* [ITEMS]
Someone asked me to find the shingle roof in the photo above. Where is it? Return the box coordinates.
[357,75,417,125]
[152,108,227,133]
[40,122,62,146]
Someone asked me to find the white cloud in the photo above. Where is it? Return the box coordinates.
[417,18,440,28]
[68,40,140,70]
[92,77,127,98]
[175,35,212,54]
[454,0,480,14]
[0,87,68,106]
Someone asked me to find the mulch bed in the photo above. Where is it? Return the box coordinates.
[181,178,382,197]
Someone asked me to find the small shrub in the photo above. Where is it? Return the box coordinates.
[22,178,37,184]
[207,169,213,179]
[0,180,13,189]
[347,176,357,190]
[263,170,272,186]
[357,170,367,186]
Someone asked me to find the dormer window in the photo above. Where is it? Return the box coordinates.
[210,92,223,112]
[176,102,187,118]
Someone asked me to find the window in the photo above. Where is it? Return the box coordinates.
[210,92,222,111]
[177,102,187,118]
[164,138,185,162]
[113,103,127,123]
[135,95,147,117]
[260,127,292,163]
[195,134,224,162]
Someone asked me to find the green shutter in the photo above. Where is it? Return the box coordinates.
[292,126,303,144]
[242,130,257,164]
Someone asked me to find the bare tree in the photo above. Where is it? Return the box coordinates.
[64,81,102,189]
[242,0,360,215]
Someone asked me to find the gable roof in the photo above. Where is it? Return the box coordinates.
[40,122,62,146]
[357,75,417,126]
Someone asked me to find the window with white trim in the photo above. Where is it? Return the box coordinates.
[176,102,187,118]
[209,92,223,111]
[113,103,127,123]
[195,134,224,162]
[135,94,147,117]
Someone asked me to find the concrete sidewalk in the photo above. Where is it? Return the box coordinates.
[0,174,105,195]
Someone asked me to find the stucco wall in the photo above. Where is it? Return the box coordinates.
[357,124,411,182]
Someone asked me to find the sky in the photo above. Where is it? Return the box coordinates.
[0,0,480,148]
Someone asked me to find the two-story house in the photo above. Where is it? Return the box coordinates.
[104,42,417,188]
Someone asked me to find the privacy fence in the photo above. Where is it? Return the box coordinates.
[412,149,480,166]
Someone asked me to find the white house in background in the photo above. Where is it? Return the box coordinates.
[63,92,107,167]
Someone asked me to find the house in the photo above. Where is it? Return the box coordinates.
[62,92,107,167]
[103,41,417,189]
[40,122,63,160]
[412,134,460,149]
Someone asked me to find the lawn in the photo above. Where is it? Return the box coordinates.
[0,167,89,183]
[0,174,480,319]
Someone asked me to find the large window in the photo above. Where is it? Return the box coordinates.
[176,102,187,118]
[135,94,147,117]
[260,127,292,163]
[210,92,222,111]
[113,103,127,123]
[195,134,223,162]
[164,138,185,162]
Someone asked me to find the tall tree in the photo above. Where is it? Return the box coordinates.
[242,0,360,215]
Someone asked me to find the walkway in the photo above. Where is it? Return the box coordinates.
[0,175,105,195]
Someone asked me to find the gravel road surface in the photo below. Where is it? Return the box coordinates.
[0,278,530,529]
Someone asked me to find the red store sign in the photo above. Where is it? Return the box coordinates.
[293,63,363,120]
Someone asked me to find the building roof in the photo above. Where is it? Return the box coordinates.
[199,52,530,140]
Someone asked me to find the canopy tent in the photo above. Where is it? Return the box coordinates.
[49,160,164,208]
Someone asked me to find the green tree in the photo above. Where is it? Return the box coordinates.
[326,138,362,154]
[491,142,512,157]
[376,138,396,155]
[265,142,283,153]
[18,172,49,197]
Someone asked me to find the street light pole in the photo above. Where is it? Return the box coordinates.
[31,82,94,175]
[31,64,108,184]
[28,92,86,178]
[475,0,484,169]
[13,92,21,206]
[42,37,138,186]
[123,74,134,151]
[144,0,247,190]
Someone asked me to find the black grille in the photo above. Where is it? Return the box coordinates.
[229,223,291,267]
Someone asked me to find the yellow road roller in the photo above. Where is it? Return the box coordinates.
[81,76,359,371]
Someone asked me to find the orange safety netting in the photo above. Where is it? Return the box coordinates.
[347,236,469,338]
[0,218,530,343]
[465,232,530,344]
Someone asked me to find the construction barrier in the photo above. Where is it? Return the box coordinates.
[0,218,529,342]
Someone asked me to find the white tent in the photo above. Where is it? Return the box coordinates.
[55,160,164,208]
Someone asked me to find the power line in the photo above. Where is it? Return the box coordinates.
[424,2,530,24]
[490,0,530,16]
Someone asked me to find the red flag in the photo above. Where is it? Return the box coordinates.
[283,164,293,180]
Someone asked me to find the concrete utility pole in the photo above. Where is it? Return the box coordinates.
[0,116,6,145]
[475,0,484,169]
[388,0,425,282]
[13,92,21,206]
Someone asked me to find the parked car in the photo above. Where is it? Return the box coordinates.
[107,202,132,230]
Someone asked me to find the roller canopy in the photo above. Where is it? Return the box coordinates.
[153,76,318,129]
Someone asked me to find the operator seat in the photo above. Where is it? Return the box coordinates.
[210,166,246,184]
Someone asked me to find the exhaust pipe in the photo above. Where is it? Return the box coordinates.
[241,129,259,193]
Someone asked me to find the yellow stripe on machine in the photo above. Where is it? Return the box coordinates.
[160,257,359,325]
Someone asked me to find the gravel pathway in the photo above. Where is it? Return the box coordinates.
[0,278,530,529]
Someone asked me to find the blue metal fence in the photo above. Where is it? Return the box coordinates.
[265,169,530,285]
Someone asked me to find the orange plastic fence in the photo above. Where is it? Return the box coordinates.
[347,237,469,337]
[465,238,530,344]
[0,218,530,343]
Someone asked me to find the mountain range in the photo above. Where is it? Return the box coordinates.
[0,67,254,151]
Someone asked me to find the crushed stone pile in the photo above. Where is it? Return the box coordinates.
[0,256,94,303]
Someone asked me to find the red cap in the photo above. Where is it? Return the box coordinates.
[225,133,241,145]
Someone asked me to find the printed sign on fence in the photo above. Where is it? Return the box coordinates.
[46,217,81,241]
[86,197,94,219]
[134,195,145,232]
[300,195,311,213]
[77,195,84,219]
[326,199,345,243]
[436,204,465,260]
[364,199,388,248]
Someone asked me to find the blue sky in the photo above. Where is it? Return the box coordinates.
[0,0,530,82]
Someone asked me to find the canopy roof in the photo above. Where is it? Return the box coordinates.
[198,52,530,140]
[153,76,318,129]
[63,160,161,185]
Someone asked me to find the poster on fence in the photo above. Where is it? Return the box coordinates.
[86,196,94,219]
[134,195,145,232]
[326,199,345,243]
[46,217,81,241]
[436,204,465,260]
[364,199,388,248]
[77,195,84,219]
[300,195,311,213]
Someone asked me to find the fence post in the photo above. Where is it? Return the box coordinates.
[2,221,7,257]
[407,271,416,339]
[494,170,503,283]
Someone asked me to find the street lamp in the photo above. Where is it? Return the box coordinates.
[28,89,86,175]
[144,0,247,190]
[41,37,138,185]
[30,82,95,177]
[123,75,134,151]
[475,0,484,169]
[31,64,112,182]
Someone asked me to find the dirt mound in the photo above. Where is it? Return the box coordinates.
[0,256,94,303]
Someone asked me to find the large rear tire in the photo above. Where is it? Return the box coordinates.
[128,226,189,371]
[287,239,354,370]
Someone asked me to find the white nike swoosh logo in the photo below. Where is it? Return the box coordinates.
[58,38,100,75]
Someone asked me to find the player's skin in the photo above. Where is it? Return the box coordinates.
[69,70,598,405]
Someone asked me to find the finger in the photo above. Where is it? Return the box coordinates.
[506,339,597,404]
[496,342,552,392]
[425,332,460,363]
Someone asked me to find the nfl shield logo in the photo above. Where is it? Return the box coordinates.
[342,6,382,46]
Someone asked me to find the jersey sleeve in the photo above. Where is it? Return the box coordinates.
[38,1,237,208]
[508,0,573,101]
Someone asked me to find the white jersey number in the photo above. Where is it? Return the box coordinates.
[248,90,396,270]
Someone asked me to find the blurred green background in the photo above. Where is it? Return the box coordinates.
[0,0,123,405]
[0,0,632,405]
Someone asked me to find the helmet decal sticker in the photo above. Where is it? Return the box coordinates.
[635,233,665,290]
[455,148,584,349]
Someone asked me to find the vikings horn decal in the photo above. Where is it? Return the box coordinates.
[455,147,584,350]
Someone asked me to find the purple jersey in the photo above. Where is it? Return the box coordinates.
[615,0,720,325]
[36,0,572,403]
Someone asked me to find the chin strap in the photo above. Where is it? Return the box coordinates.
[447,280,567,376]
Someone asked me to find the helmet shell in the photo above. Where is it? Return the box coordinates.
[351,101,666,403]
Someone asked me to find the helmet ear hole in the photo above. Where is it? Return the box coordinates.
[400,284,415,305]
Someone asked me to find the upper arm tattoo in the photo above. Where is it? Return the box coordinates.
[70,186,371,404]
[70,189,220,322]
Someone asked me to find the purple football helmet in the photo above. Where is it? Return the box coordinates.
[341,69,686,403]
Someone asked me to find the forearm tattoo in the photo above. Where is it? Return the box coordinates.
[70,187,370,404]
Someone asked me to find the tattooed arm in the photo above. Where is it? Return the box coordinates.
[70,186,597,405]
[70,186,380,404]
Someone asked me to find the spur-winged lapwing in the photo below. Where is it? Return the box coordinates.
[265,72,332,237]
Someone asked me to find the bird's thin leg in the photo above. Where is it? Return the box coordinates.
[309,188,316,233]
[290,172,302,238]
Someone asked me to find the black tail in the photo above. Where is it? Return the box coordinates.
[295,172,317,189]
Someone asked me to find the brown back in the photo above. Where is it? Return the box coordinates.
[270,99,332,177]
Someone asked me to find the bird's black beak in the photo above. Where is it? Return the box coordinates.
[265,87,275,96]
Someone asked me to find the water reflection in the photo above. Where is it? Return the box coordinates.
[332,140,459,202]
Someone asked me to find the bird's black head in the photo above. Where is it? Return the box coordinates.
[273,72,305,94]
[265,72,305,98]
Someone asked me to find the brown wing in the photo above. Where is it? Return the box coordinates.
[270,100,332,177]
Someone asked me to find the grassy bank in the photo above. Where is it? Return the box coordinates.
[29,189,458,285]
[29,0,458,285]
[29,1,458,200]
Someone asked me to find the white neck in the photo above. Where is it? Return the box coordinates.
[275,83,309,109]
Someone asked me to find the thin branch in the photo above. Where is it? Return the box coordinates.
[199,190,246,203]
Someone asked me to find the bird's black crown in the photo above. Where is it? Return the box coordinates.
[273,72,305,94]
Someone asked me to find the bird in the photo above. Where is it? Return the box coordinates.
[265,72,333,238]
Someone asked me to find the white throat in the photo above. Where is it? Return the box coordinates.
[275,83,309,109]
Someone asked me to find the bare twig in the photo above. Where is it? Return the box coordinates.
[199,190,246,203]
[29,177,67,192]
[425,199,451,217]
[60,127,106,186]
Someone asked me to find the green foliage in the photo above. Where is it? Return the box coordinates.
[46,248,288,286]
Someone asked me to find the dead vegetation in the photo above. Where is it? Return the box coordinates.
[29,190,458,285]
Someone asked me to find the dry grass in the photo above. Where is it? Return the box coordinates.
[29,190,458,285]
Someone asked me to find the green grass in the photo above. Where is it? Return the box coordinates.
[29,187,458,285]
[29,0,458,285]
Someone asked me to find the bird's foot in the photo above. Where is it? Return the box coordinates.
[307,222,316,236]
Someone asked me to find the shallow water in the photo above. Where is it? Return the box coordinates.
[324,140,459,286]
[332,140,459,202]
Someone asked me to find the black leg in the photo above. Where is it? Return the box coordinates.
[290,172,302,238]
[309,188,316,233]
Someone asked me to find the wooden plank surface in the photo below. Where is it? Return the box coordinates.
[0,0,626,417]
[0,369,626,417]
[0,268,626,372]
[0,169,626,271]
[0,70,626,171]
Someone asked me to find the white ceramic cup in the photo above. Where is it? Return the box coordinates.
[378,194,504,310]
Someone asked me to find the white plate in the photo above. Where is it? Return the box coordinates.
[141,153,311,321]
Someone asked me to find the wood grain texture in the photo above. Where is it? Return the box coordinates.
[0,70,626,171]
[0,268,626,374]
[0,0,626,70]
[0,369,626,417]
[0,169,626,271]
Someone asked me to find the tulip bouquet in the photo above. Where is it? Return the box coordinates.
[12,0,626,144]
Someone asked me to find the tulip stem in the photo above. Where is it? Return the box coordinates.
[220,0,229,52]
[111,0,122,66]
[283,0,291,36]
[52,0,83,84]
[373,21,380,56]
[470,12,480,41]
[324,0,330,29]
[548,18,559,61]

* [EXERCISE TASK]
Reproduce the stretch of the listing from the line containing "Someone asked me to find the red flag" through the line containing "[63,160,161,185]", both ends included, with the requests kept unchanged and every bounding-box coordinate in the answers multiplied by 2.6 and rounded to the nearest whole number, halves rounded up.

* [WORKED SOLUTION]
Someone asked me to find the red flag in the photo above. Where is it? Return the box coordinates.
[736,426,762,468]
Someone asked me to find the concrete utility pole in the photo above. Where is it? Return the box coordinates.
[0,302,16,377]
[1235,0,1258,439]
[1009,0,1105,733]
[34,239,55,536]
Someone asked me to find the parked car in the photo above. Where is it? Return the box coordinates.
[278,525,343,598]
Someone asked me to find the roller canopy in the photo above. Where is it? Return the box coordinates.
[398,198,827,335]
Someone asked me to find the operator seat in the photo above. Where is it? Return the box coordinates.
[546,432,640,478]
Someone asked me to find the exhaust pipe in the photo above. Where is it? Return the box coordinates.
[627,335,673,502]
Someone asked me to find the yellow stripe on machine in the photo above. Where is it? Return the box coordinates.
[416,668,933,845]
Someone asked me to find the gravel pathway in the photo above. Where is it? Return the box coordinates.
[0,723,1378,1375]
Someone asked me to find the blue metal fence in the photo above. Where is it? Return the box coordinates.
[689,439,1378,741]
Someone asked me to find the orange plastic fence in the photo above. Where is it? Return the box coordinates.
[902,616,1219,876]
[1209,619,1378,894]
[0,567,1378,892]
Someone asked me to find the mountain range in the photo above. Where is it? Return the box coordinates.
[0,174,660,393]
Someone asked me to find the crushed stone pile in the photo above. Where is it? Return the box coordinates.
[0,666,244,788]
Someone asked me to find the red cap in the photo above. Where is it? Return the box coordinates.
[585,346,627,377]
Someone asked me to find the printed sign on fence in the photo above. Where is it? Return the box coordinates.
[120,564,211,627]
[224,512,244,569]
[348,507,377,603]
[780,507,809,554]
[200,507,218,569]
[848,517,897,632]
[1134,530,1209,676]
[946,517,1009,645]
Someone asked me to find the blue sky in the photo above. Where is it? Return the box coordinates.
[0,0,1378,213]
Someone asked me to find the canopy roof in the photo above. Where is it? Return the box coordinates.
[515,135,1378,364]
[398,198,827,335]
[164,416,419,481]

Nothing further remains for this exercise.